## WHAT TO PRODUCE:
How many lines in the listing below contain the word "leggings"? Reply with the number alone.

## PROVIDED INFORMATION:
## START

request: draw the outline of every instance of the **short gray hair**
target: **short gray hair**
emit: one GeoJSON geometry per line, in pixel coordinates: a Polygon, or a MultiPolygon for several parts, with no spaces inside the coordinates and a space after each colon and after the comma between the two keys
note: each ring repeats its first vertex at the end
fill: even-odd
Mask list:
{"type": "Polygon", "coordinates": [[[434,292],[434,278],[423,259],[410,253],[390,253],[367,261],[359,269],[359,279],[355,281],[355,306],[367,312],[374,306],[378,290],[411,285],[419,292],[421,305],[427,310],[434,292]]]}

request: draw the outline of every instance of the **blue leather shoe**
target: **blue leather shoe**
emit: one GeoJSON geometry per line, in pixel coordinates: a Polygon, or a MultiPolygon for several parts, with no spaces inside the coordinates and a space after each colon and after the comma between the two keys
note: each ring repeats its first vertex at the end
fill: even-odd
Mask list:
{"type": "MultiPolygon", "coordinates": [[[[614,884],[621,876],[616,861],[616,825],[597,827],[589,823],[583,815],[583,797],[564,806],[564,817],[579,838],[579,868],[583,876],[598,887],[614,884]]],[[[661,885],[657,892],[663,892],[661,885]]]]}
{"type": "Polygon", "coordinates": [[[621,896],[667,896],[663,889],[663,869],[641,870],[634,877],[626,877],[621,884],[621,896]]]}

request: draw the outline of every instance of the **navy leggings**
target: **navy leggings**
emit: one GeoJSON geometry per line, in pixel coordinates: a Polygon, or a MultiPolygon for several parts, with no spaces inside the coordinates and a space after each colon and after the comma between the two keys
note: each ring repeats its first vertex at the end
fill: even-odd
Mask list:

## END

## FINAL ANSWER:
2